• Exercise details:
Extract every one of the lines below, reproducing each character unchanged.

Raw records
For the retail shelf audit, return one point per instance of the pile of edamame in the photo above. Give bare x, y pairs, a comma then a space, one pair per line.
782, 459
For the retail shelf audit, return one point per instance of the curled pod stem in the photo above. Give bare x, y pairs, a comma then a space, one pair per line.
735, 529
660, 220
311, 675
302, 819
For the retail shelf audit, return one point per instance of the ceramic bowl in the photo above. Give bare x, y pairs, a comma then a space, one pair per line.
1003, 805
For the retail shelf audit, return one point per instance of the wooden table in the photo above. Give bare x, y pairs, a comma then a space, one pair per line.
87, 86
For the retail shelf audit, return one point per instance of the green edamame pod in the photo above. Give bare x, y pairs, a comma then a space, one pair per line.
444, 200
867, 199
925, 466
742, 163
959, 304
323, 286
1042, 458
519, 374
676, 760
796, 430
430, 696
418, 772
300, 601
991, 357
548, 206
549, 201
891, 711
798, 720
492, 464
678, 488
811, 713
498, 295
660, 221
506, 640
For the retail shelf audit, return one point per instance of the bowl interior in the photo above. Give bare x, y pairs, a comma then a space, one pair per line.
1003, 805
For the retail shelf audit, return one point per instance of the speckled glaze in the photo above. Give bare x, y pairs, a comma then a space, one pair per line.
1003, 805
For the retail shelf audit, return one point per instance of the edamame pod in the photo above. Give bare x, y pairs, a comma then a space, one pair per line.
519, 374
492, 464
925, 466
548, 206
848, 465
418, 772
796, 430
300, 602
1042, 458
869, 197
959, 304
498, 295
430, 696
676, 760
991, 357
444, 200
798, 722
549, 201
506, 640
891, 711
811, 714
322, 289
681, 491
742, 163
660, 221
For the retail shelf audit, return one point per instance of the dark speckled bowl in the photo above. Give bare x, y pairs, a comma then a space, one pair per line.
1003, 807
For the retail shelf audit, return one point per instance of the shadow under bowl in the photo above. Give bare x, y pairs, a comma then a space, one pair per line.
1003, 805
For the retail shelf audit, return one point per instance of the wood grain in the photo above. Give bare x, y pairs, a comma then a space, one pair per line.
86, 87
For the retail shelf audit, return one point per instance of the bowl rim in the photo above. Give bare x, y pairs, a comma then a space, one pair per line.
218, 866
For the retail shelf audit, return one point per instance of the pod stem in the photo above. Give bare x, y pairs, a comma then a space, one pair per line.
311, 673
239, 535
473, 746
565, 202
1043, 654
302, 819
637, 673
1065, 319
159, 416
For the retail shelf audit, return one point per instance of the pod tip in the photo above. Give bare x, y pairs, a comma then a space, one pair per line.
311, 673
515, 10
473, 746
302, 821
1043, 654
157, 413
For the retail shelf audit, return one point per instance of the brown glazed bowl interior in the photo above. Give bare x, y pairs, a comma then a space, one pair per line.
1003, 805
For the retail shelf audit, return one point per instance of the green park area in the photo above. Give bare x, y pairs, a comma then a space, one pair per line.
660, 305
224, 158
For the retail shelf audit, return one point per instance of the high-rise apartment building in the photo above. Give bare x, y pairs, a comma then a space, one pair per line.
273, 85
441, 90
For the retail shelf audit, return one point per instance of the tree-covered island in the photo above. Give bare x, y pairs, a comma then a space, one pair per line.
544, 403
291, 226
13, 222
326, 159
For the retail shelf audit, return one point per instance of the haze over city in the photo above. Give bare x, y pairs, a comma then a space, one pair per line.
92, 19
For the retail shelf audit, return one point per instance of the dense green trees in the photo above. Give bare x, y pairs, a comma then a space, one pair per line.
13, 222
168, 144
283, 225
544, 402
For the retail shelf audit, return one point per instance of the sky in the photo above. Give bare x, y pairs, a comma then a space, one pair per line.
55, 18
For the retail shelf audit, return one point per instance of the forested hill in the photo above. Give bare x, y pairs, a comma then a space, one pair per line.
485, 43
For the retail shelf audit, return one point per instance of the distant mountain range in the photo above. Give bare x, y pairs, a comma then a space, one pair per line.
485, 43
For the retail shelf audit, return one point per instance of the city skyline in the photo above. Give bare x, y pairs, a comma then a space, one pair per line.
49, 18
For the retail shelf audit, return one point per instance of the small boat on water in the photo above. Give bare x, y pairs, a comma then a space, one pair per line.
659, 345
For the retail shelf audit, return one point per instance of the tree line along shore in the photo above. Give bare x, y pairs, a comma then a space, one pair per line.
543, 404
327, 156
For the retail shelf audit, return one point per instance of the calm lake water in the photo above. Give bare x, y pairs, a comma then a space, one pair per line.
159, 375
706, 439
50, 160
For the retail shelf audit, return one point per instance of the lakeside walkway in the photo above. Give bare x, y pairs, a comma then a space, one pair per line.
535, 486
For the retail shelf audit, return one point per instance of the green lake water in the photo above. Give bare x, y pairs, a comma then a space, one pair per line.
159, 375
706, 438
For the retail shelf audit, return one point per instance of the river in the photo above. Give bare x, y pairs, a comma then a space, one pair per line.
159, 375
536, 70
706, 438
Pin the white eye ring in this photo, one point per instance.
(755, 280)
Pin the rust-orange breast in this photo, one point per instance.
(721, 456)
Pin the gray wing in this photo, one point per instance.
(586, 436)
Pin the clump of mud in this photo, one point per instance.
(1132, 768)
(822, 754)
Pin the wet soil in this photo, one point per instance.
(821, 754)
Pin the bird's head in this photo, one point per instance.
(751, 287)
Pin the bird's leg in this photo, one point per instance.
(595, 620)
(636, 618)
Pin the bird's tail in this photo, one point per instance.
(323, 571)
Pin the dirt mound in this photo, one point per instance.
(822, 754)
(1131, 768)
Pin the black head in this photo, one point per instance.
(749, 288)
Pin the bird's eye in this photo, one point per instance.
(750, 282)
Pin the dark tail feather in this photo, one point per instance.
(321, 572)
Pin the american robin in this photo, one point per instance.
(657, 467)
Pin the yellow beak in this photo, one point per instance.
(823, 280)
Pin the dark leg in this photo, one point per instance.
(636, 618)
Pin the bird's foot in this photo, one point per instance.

• The completed task:
For the retail shelf audit, return one point per instance of the pile of edamame in the photo above. Give bare x, y pairs, a comma then a space, one pair per line.
782, 459
For the retail shelf audit, return one point per instance of the curled pod stem in the photo above. Give bare x, y pairs, a comma then a space, one pair per line.
735, 529
660, 220
311, 675
302, 819
For the retail shelf audit, return one point per instance of the ceramic bowl in the photo above. Give bare x, y pairs, a comma then a space, one pair per line.
1003, 805
For the retail shelf audit, return one point per instance of the wooden table in the photo above. Give bare x, y pairs, a comma then a space, one pair per line.
87, 86
For the retail shelf audit, return one point per instance of the green edamame pod in the photo above. Give bare x, y pairs, a comma then a space, one pair per line.
444, 200
867, 199
925, 466
742, 163
959, 304
323, 286
1042, 458
519, 374
676, 760
796, 430
430, 696
418, 772
300, 601
991, 357
548, 206
549, 201
891, 711
798, 720
492, 464
678, 488
811, 713
498, 295
660, 221
506, 640
For the retail shelf audit, return one point per instance of the bowl interior in the photo above. Give bare x, y pairs, a comma then a space, one pair per line.
1003, 805
For the retail shelf audit, return one point per instance of the speckled glaze in the photo above. Give bare x, y pairs, a comma then a space, one pair per line.
1003, 805
For the retail shelf audit, return one point per instance of the edamame pod in the photo above. Give bare x, y pairs, a comma then a space, one pair per line.
519, 374
492, 464
925, 466
548, 206
848, 465
418, 772
796, 430
300, 602
1042, 458
869, 197
959, 304
498, 295
430, 696
676, 760
991, 357
444, 200
798, 722
549, 201
506, 640
891, 711
811, 714
322, 289
681, 491
742, 163
660, 221
For the retail shelf audit, return one point per instance of the dark speckled bowl in the photo above. Give bare x, y pairs, a comma then a space, one pair per line.
1003, 807
For the retail shelf audit, return one point per instance of the shadow under bowl in the photo above. Give bare x, y pairs, a comma then a space, one pair per line.
1003, 805
For the retail shelf audit, return one point per instance of the wood grain in the photo above. Give bare x, y pairs, a comma then a space, one pair per line.
86, 87
For the retail shelf audit, return one point per instance of the bowl rim in the photo above. Give bare x, y pairs, a comma then a space, one pair per line.
218, 866
For the retail shelf audit, return one point per instance of the pod stem in the photo above. Give bare x, y pairs, a comma then a space, one pair per line.
311, 673
239, 535
473, 746
565, 202
1043, 654
302, 819
637, 673
1065, 319
159, 416
For the retail shelf audit, return one point per instance of the pod tip in the photo above. Give bare x, y pairs, a comma then a space, one pair per line.
311, 673
515, 10
473, 746
302, 821
1043, 654
157, 413
For the retail shelf audit, return one point per instance of the brown glazed bowl interior in the photo above. Give bare x, y pairs, a comma then a space, one pair per line.
1003, 805
For the retail shelf audit, return one point per instance of the green park area in the photo above. Give bare x, y pairs, a comma then a space, one pair per line.
660, 305
224, 158
For the retail shelf audit, return one point per instance of the high-rise apartment building in the photo above. Give bare x, y pairs, a comma then a space, one pair per line.
273, 85
441, 90
For the retail shelf audit, return one point per instance of the tree-covered island in the photo above. Give bare x, y pairs, a comma then a space, one pair per line.
544, 403
291, 226
13, 222
326, 159
For the retail shelf audit, return one point per instance of the haze over city in the photo above. Give bare x, y pairs, a comma then a space, one pair per line.
92, 19
For the retail shelf audit, return one point per instance of the dense green trees in the photo above. Give bare x, y pairs, a comma then a space, one pair per line.
13, 222
168, 144
283, 225
544, 402
For the retail shelf audit, return one point per instance of the sky in the photo above. Give bare x, y pairs, a comma then a space, one pair per line.
55, 18
For the retail shelf audit, return one point per instance of the forested hill in the photo above. Give bare x, y pairs, a comma then a space, one pair per line.
485, 43
For the retail shelf audit, return one point per instance of the distant mountain range in the photo above. Give bare x, y pairs, a comma then a space, one pair per line.
485, 43
For the retail shelf audit, return one point per instance of the city skyline in the photo above. Give bare x, y pairs, a comma then a space, one pair per line.
49, 18
For the retail shelf audit, return one point per instance of the small boat on water in the photo above. Give bare x, y pairs, a comma then a space, one pair per line.
659, 345
For the retail shelf audit, return one point per instance of the tree line along shore in the photo above. Give bare x, y pairs, a comma then a space, one pair per line.
543, 404
327, 156
For the retail shelf audit, return one point per instance of the calm lake water in the photo above. Give bare x, y pairs, a comma then a space, one pair per line.
159, 375
706, 439
50, 160
For the retail shelf audit, return one point per instance of the lakeside walkway in the photo above. Give bare x, y pairs, a comma then a space, one pair per line.
535, 486
For the retail shelf audit, return one point per instance of the green lake water in the photo above. Give bare x, y pairs, a comma then a space, one pair per line.
159, 375
706, 438
For the retail shelf audit, return one point per instance of the river in the photo above. Give bare x, y pairs, a comma then a space, one pair per line.
159, 375
536, 70
706, 438
Pin the white eye ring in this photo, one point per instance.
(755, 280)
Pin the rust-orange breast in this photo, one point per instance.
(721, 456)
Pin the gray wing in this photo, one point per instance.
(586, 436)
Pin the clump of mud in this photo, one point per instance.
(1132, 768)
(822, 754)
Pin the wet soil in this photo, one point per instance.
(821, 754)
Pin the bird's head in this photo, one point per instance.
(751, 287)
Pin the bird's leg in this photo, one point per instance.
(595, 620)
(636, 618)
Pin the bird's tail in this photo, one point per instance.
(323, 571)
Pin the dirt mound in this photo, one point per instance.
(822, 754)
(1131, 768)
Pin the black head in this photo, one point per instance.
(749, 288)
Pin the bird's eye in this photo, one point per instance.
(750, 282)
Pin the dark tail feather in this photo, one point per instance.
(321, 572)
Pin the american robin in this photo, one point per instance.
(657, 467)
Pin the yellow beak in this photo, one point per instance.
(823, 280)
Pin the dark leg in this photo, one point per instance.
(636, 618)
Pin the bird's foot in this photo, one point per instance.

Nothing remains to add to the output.